■ WHAT YOU NEED TO DO
Condense the paragraph beginning "Both the third edition" in the extract on the ABS guide into a shorter paragraph that keeps its main facts.
─── SELECTED EXTRACT
Trust in numbers: evidence from the ABS guide
How data are presented in the ABS guide
To those who believe that it is meaningless to try and assess the quality of individual research by reference to citations and other quality metrics assigned to particular journals the ABS guide serves no useful purpose. However, it is clear that many research managers are actively employing the guide to assess research quality in this manner. This section of the paper may be of special interest to them. The intent here is to question the degree of trust that they appear to have in the ABS guide’s ratings and to make them think carefully about the potential injustices and damaging consequences of a heavy-handed use of the guide in determining individuals’ workloads and career paths.
Both the third edition (Kelly et al., 2009b) and fourth edition (Harvey et al., 2010) of the ABS guide present a plethora of additional quality metrics alongside the guide’s own rating for a journal. As has already been mentioned, the 2009 edition of the guide presented individual recommended ratings from six UK business schools. The 2010 edition has replaced these with a range of new metrics including a World elite counter that indicates the number of times a journal appears in the top tier of a set of international journal quality guides. 4 These international lists are drawn mostly from Europe and Australia. Only one list derives from the US—the University of Texas Dallas database, which is effectively a list of 24 elite journals rather than a full set of journal ratings—and no lists are drawn from any part of Asia despite the rapid growth of this region as a producer of academic research (Au, 2007).
──────
─── SUPPLIED RECORDS
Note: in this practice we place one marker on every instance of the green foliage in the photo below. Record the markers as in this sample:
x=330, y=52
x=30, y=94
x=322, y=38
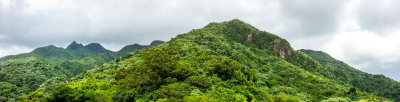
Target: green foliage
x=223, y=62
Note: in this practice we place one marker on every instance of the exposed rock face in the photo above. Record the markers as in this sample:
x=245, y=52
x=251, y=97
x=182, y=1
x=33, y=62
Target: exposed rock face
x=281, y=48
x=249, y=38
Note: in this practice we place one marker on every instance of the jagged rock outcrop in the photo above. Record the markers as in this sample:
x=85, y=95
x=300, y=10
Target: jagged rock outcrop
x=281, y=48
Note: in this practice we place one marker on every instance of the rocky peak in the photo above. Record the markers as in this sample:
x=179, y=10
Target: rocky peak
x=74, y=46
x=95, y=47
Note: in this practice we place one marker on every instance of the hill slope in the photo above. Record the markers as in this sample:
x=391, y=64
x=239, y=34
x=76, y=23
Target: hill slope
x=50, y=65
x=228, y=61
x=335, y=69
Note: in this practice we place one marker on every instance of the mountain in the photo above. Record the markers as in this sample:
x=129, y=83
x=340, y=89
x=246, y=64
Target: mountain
──────
─── SUPPLIED RECORDS
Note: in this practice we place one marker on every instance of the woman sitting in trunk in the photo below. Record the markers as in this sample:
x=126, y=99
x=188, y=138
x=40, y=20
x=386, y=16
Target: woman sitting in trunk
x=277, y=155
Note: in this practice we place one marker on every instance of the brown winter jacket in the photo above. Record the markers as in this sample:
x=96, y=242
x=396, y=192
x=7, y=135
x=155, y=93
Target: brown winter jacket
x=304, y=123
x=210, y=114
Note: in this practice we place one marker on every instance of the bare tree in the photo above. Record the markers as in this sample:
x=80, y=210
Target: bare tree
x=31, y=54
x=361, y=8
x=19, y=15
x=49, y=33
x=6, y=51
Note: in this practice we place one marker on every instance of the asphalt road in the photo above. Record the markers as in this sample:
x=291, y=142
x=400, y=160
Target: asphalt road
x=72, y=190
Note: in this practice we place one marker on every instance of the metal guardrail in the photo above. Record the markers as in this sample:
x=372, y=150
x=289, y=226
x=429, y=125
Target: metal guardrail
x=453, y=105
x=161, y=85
──────
■ ANSWER TO THE TASK
The third (2009) and fourth (2010) editions of the ABS guide list many additional quality metrics beside the guide's own journal rating. The 2009 edition gave individual recommended ratings from six UK business schools. The 2010 edition replaced these with new metrics, including a World elite counter that shows how often a journal appears in the top tier of a set of international journal quality guides. Most of these lists come from Europe and Australia. Only one comes from the US: the University of Texas Dallas database, which is in effect a list of 24 elite journals rather than a full set of ratings. None comes from Asia, although that region is rapidly growing as a producer of academic research.